:: PASSAGE SHOWN
For queries or further information please contact Te Arai BioFarma
 Microdacyn 

Microdacyn represents a significant advance in the topical treatment and healing of acute and chronic wounds.

 

There is scope to reduce antibiotic use, improve the time to heal and reduce amputation rates. The clinical results of Microdacyn and associated references can be found below

 

There is growing clinical evidence to support the use of Microdacyn and Microdacyn Hydrogel to improve wound management outcomes. Microdacyn has been shown to have a strong safety profile and is likely more effective than currently used wound cleansers/topical antimicrobials.

 

Microdacyn is a non-cytotoxic antimicrobial and as such is clinically preferred compared to cytotoxic antimicrobial agents.

 Evidence of Antimicrobial Mechanism 
 
 

The effects of SOS on bacterial cells has been directly observed using transmission electron microscopy, atomic force microscopy and fluorescence microscopy which has provided evidence of the direct effects on the bacterial cell envelope. Once within the bacterial cell, SOS have been shown to cause the total destruction of chromosomal plasmid DNA, RNA and proteins.
::::
◆ WHAT IS REQUIRED: Transcribe the part of the Microdacyn passage from "The effects of" to "RNA and proteins.", word for word.
:: DATASET ENTRIES
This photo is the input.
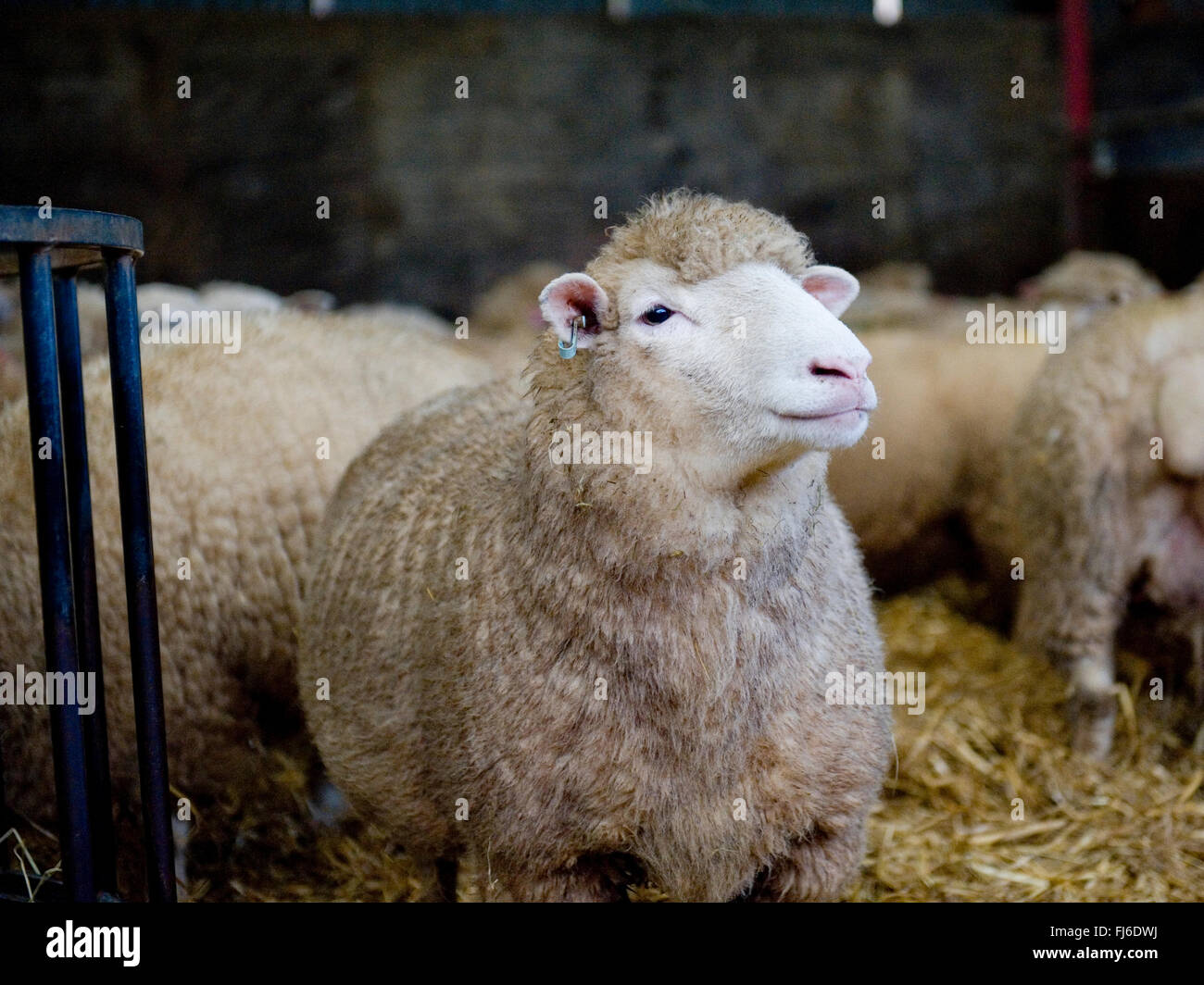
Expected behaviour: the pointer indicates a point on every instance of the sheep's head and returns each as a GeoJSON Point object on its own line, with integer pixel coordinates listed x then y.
{"type": "Point", "coordinates": [722, 328]}
{"type": "Point", "coordinates": [1092, 280]}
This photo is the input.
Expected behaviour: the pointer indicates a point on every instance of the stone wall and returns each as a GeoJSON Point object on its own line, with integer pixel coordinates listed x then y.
{"type": "Point", "coordinates": [432, 196]}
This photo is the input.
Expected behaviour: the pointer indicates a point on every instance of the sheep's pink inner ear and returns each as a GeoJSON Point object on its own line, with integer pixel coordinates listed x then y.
{"type": "Point", "coordinates": [832, 287]}
{"type": "Point", "coordinates": [569, 297]}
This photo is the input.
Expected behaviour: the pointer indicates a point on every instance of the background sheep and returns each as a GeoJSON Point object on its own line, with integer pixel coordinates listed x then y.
{"type": "Point", "coordinates": [947, 413]}
{"type": "Point", "coordinates": [216, 295]}
{"type": "Point", "coordinates": [506, 320]}
{"type": "Point", "coordinates": [464, 711]}
{"type": "Point", "coordinates": [1100, 493]}
{"type": "Point", "coordinates": [244, 452]}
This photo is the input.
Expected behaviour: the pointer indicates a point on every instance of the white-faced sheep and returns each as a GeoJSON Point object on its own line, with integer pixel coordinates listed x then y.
{"type": "Point", "coordinates": [244, 451]}
{"type": "Point", "coordinates": [1100, 495]}
{"type": "Point", "coordinates": [947, 409]}
{"type": "Point", "coordinates": [584, 673]}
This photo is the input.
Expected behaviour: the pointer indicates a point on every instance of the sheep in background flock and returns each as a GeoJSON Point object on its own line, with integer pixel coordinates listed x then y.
{"type": "Point", "coordinates": [245, 449]}
{"type": "Point", "coordinates": [1099, 493]}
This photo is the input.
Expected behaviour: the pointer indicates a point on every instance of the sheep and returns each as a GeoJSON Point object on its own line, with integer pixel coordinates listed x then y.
{"type": "Point", "coordinates": [1100, 496]}
{"type": "Point", "coordinates": [1082, 283]}
{"type": "Point", "coordinates": [947, 405]}
{"type": "Point", "coordinates": [217, 295]}
{"type": "Point", "coordinates": [582, 675]}
{"type": "Point", "coordinates": [890, 294]}
{"type": "Point", "coordinates": [1090, 281]}
{"type": "Point", "coordinates": [947, 409]}
{"type": "Point", "coordinates": [505, 320]}
{"type": "Point", "coordinates": [244, 452]}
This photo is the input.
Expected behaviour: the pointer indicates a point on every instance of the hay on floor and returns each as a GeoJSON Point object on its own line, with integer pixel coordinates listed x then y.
{"type": "Point", "coordinates": [986, 804]}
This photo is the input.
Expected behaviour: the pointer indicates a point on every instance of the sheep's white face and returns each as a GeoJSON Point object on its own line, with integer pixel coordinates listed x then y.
{"type": "Point", "coordinates": [759, 357]}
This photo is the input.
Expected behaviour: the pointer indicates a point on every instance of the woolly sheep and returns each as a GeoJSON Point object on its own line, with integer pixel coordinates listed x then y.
{"type": "Point", "coordinates": [1100, 493]}
{"type": "Point", "coordinates": [947, 415]}
{"type": "Point", "coordinates": [244, 452]}
{"type": "Point", "coordinates": [946, 407]}
{"type": "Point", "coordinates": [217, 295]}
{"type": "Point", "coordinates": [1082, 284]}
{"type": "Point", "coordinates": [583, 675]}
{"type": "Point", "coordinates": [506, 320]}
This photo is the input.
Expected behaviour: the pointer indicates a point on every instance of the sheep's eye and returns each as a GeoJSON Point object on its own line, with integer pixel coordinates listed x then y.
{"type": "Point", "coordinates": [655, 315]}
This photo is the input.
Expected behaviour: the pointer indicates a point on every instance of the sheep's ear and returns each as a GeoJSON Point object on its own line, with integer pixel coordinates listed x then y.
{"type": "Point", "coordinates": [571, 296]}
{"type": "Point", "coordinates": [832, 287]}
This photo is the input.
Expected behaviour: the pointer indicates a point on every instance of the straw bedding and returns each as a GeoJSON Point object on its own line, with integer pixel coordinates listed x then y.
{"type": "Point", "coordinates": [987, 804]}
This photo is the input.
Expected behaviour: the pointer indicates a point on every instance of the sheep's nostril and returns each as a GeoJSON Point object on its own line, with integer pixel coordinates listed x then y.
{"type": "Point", "coordinates": [837, 368]}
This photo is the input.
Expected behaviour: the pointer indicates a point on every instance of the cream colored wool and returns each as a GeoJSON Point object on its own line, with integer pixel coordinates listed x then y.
{"type": "Point", "coordinates": [947, 412]}
{"type": "Point", "coordinates": [505, 321]}
{"type": "Point", "coordinates": [237, 487]}
{"type": "Point", "coordinates": [1100, 491]}
{"type": "Point", "coordinates": [947, 409]}
{"type": "Point", "coordinates": [598, 697]}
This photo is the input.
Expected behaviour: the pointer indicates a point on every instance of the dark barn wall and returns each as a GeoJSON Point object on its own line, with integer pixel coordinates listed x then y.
{"type": "Point", "coordinates": [432, 196]}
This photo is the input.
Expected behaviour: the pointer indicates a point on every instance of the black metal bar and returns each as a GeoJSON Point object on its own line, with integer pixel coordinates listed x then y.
{"type": "Point", "coordinates": [55, 566]}
{"type": "Point", "coordinates": [83, 568]}
{"type": "Point", "coordinates": [140, 588]}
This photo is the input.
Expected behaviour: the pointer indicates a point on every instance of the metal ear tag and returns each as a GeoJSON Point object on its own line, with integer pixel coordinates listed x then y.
{"type": "Point", "coordinates": [569, 349]}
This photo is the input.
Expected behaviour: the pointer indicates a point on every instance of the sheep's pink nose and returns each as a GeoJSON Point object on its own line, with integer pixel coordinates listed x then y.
::::
◆ EXPECTED ANSWER:
The effects of SOS on bacterial cells has been directly observed using transmission electron microscopy, atomic force microscopy and fluorescence microscopy which has provided evidence of the direct effects on the bacterial cell envelope. Once within the bacterial cell, SOS have been shown to cause the total destruction of chromosomal plasmid DNA, RNA and proteins.